Work to be completed:
Turn every line of the items below into a numbered list. Skip any blank lines and leave the pictures out.

Data shown:

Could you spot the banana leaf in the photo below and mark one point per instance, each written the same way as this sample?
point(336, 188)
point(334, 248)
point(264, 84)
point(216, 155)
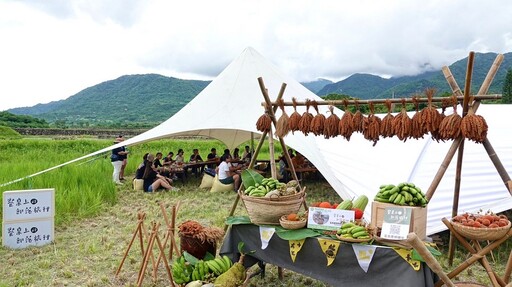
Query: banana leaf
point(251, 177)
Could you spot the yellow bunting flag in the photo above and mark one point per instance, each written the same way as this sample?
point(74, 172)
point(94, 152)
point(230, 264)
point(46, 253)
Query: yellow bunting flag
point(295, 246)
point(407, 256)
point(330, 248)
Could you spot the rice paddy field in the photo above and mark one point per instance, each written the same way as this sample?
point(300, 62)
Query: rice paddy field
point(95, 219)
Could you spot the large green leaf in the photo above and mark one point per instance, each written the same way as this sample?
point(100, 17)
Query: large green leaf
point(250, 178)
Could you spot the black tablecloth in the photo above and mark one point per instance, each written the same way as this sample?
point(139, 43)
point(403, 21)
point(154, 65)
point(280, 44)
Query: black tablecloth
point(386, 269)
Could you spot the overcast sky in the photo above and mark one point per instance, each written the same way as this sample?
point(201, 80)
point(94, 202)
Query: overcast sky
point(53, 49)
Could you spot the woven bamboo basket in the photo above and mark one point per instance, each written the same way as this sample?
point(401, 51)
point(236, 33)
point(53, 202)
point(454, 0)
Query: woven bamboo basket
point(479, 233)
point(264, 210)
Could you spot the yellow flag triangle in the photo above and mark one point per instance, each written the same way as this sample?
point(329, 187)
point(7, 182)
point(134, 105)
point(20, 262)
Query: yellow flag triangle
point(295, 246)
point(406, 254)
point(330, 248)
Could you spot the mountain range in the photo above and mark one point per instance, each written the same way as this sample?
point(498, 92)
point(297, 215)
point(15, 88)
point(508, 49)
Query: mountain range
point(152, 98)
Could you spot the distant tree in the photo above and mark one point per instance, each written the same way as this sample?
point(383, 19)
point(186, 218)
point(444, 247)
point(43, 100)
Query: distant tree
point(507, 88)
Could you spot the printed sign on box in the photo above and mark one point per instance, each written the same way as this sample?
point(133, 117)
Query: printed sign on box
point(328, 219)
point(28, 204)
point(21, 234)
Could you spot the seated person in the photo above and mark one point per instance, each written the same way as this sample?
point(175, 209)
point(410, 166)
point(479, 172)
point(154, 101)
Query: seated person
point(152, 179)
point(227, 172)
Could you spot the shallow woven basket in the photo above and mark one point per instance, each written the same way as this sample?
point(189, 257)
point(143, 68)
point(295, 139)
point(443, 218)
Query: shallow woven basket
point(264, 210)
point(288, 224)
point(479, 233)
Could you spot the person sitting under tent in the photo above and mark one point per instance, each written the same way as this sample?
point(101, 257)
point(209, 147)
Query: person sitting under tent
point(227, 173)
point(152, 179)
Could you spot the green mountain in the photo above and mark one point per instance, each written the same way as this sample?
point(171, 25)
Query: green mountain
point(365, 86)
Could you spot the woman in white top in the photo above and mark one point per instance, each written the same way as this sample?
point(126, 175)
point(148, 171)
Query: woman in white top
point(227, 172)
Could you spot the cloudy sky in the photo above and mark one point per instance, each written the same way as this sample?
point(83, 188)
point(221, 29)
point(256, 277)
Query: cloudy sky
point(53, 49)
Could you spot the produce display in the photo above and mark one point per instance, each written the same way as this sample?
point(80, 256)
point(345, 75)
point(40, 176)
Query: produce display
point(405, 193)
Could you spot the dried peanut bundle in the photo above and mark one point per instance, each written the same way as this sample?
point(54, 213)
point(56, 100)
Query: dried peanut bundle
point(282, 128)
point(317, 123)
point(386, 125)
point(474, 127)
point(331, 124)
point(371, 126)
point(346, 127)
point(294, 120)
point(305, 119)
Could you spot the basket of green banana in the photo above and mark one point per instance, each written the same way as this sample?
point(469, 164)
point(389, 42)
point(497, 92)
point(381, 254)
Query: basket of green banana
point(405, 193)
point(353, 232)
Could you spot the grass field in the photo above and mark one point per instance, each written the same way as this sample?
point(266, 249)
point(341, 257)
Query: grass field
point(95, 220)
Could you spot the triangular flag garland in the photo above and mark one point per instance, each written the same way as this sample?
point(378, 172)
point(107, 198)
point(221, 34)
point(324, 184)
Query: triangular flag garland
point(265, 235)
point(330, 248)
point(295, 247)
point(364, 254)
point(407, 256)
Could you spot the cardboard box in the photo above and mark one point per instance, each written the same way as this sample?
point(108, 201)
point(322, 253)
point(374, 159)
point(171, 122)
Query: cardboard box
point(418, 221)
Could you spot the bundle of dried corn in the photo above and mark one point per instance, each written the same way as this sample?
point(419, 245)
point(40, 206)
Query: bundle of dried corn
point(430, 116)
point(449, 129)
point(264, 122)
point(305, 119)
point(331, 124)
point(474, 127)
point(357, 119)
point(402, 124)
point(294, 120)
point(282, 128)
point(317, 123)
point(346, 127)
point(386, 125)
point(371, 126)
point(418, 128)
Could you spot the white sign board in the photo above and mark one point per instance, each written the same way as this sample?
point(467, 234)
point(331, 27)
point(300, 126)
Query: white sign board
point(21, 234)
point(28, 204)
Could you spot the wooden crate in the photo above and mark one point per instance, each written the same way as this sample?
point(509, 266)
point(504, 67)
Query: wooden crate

Exercise output:
1. Could you spot the banana leaf in the photo below and mark one point per instance, each written the same way as this sample?
2. point(336, 188)
3. point(334, 248)
4. point(264, 84)
5. point(216, 155)
6. Query: banana leaf
7. point(251, 177)
8. Could you spot the yellow bunting flag in the photo above and mark one point per instance, each written the same way as this sample?
9. point(74, 172)
10. point(94, 152)
11. point(230, 264)
12. point(46, 253)
13. Query: yellow bunting flag
14. point(295, 246)
15. point(407, 256)
16. point(330, 248)
17. Could you spot the rice paddy field in the photo above and mark one point per instance, each written the same way as this sample?
18. point(300, 62)
19. Query: rice paddy field
20. point(95, 219)
21. Could you spot the large green leaf in the photo above and mark one point per instance, each written the same way as this sample?
22. point(100, 17)
23. Query: large green leaf
24. point(250, 178)
25. Could you spot the black tablecloth in the photo above and mark one point per instance, each written the same way as this sample?
26. point(139, 43)
27. point(403, 21)
28. point(154, 65)
29. point(280, 44)
30. Query: black tablecloth
31. point(386, 269)
32. Could you spot the overcast sky in the photo above and mark one point per instance, each written the same way as this sample?
33. point(201, 80)
34. point(94, 202)
35. Query: overcast sky
36. point(53, 49)
37. Could you spot the woven bamboo basket in the photo above and mark one point per instance, each written the same way as this sample?
38. point(401, 51)
39. point(236, 33)
40. point(53, 202)
41. point(454, 0)
42. Query: woven bamboo basket
43. point(479, 233)
44. point(264, 210)
45. Could you spot the yellow flag triangle in the photo above and mark one point per instance, each written the same way as this sample?
46. point(329, 187)
47. point(7, 182)
48. point(134, 105)
49. point(20, 262)
50. Query: yellow flag triangle
51. point(295, 246)
52. point(406, 254)
53. point(330, 248)
54. Could you spot the mountain range in the photo above and mark one point per instance, each written the same way as this sample?
55. point(498, 92)
56. point(297, 215)
57. point(15, 88)
58. point(508, 49)
59. Query: mountain range
60. point(152, 98)
61. Could you spot the distant tree in the photo above and mark one point per instance, each written the same way as this sample?
62. point(383, 19)
63. point(186, 218)
64. point(444, 247)
65. point(43, 100)
66. Query: distant tree
67. point(507, 88)
68. Could you spot the printed sign on box in the photo above and mark one point per instance, each written the same way as this sample?
69. point(133, 117)
70. Query: printed sign on box
71. point(328, 219)
72. point(28, 204)
73. point(21, 234)
74. Could you spot the seated person in the photo above and mark one point per instance, each written the same way as this sample?
75. point(175, 209)
76. point(410, 166)
77. point(479, 172)
78. point(154, 101)
79. Query: seated person
80. point(152, 179)
81. point(227, 172)
82. Could you spot the shallow woven basket in the photo above and mark one point per instance, each written the same way as this sample?
83. point(189, 257)
84. point(143, 68)
85. point(295, 139)
86. point(443, 218)
87. Query: shallow woven basket
88. point(264, 210)
89. point(288, 224)
90. point(479, 233)
91. Could you spot the person sitting under tent in the photo above and mark one point per instance, each written the same way as this sample?
92. point(101, 257)
93. point(209, 147)
94. Query: person sitting under tent
95. point(227, 173)
96. point(152, 179)
97. Could you spot the green mountain in the photo above and mark one point per instance, each written the same way as this sample?
98. point(171, 25)
99. Query: green mountain
100. point(365, 86)
101. Could you spot the woman in white top in the photo above and mark one point per instance, each written the same way as this sample?
102. point(126, 175)
103. point(148, 171)
104. Query: woman in white top
105. point(227, 172)
106. Could you spot the cloudy sky in the photo above and mark one point per instance, each written the same way as this sample?
107. point(83, 188)
108. point(221, 29)
109. point(256, 277)
110. Query: cloudy sky
111. point(53, 49)
112. Could you spot the produce display in the photo above and mark one point per instance, each written the same way as this sample?
113. point(80, 256)
114. point(345, 75)
115. point(40, 176)
116. Query: produce display
117. point(405, 193)
118. Could you spot the dried peanut bundle in the photo above and mark one point per instance, each written the same way as this sample?
119. point(54, 213)
120. point(56, 100)
121. Query: dried peanut bundle
122. point(282, 128)
123. point(317, 123)
124. point(386, 125)
125. point(474, 127)
126. point(331, 124)
127. point(371, 126)
128. point(346, 127)
129. point(294, 120)
130. point(305, 119)
131. Could you spot the basket of green banana in the photo above and mark one point per instance, each written the same way as this sample?
132. point(469, 164)
133. point(389, 42)
134. point(497, 92)
135. point(381, 254)
136. Query: basket of green banana
137. point(405, 193)
138. point(353, 232)
139. Could you spot the grass field in the photo above and mark one point per instance, each written the same way as this sample?
140. point(266, 249)
141. point(341, 257)
142. Query: grass field
143. point(95, 220)
144. Could you spot the triangular flag garland in the photo above and mark one point per instance, each written the same way as this sample?
145. point(378, 172)
146. point(107, 198)
147. point(221, 34)
148. point(324, 184)
149. Query: triangular flag garland
150. point(265, 235)
151. point(330, 248)
152. point(295, 247)
153. point(364, 254)
154. point(407, 256)
155. Could you spot the cardboard box in the photo above and mark one point per instance, each written the same way as this sample?
156. point(108, 201)
157. point(322, 253)
158. point(374, 159)
159. point(171, 122)
160. Query: cardboard box
161. point(418, 221)
162. Could you spot the bundle of dried corn in the photo above and mark one point per instance, each written the same way as this sample?
163. point(419, 245)
164. point(40, 206)
165. Query: bundle of dried corn
166. point(430, 116)
167. point(449, 129)
168. point(264, 122)
169. point(305, 119)
170. point(331, 124)
171. point(474, 127)
172. point(357, 119)
173. point(402, 124)
174. point(294, 120)
175. point(282, 128)
176. point(317, 123)
177. point(346, 127)
178. point(386, 125)
179. point(371, 126)
180. point(418, 128)
181. Could you spot the white sign board in the photo above and mark one point per instance, each written the same way as this sample?
182. point(467, 234)
183. point(331, 27)
184. point(300, 126)
185. Query: white sign board
186. point(21, 234)
187. point(28, 204)
188. Could you spot the wooden crate in the photo above and mark one point per instance, each written the same way as this sample?
189. point(509, 266)
190. point(504, 67)
191. Query: wooden crate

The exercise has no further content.